Data entries:

++++++++

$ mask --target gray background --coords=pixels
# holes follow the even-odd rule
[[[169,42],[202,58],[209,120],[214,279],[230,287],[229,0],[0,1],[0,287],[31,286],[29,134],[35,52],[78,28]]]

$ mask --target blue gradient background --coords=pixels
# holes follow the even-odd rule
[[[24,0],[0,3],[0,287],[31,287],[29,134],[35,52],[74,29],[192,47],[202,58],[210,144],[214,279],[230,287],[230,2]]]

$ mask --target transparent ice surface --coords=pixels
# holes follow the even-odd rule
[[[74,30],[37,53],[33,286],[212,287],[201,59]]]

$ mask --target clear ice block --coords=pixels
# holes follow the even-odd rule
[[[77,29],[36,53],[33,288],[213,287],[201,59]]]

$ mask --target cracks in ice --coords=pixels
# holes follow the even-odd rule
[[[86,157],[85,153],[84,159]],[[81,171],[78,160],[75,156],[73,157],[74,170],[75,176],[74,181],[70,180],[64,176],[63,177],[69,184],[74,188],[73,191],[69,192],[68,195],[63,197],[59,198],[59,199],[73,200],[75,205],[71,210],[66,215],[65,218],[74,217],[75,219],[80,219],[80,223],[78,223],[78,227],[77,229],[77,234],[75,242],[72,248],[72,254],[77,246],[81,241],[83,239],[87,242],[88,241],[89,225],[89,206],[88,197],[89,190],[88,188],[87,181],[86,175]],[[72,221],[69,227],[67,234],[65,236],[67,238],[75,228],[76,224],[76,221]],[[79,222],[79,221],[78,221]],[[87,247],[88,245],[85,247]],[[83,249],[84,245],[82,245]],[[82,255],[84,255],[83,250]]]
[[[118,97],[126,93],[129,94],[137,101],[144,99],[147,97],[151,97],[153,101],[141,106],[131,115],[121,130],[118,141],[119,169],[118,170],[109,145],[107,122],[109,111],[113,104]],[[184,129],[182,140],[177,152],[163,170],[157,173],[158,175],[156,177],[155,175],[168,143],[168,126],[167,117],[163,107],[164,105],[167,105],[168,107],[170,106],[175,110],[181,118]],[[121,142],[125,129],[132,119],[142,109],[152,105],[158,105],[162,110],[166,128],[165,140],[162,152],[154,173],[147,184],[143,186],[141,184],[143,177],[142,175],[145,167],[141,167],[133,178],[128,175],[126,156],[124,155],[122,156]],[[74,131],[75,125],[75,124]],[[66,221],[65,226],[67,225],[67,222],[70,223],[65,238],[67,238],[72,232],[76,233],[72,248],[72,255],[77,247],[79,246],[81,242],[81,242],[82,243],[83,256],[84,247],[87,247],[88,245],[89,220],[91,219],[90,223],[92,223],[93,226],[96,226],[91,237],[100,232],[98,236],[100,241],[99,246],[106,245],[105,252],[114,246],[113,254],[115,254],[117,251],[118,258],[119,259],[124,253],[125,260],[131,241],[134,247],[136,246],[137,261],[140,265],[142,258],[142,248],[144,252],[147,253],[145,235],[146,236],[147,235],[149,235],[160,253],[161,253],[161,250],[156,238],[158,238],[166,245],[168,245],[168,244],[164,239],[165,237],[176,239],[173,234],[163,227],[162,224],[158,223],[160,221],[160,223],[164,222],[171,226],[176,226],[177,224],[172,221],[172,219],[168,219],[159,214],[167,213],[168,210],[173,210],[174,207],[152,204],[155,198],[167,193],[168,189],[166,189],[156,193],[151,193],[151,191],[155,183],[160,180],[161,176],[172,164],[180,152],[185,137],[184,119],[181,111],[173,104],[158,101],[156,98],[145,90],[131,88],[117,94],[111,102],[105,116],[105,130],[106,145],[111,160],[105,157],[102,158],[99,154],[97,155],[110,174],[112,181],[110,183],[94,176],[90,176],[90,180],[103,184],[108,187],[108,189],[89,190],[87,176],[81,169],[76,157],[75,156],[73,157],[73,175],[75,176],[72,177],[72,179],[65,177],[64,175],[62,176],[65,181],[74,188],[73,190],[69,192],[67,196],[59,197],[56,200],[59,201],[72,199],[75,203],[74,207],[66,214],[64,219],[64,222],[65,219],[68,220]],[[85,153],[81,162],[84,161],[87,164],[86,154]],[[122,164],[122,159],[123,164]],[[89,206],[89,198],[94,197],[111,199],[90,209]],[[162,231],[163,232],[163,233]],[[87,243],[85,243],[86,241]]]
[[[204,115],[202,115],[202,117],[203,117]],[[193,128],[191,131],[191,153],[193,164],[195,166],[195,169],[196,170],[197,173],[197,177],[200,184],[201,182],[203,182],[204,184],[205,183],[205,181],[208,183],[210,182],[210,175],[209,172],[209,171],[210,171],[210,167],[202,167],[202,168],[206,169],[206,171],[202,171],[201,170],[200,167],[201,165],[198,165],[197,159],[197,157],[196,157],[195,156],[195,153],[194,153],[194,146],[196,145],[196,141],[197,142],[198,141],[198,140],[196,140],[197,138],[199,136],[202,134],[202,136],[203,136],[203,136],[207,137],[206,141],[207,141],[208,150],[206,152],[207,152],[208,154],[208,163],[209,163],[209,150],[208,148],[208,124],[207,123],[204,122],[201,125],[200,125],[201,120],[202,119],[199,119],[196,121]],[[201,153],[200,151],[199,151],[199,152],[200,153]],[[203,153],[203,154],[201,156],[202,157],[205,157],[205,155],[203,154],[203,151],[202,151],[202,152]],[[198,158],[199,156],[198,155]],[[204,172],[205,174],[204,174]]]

++++++++

## Objective
Reproduce, character for character, the lines beginning at the one that contains "ice block --coords=pixels" and ending after the one that contains "[[[77,29],[36,53],[33,288],[213,287],[201,59]]]", both included.

## Output
$ mask --target clear ice block --coords=pixels
# holes follow the even-odd rule
[[[77,29],[36,53],[33,288],[213,287],[201,59]]]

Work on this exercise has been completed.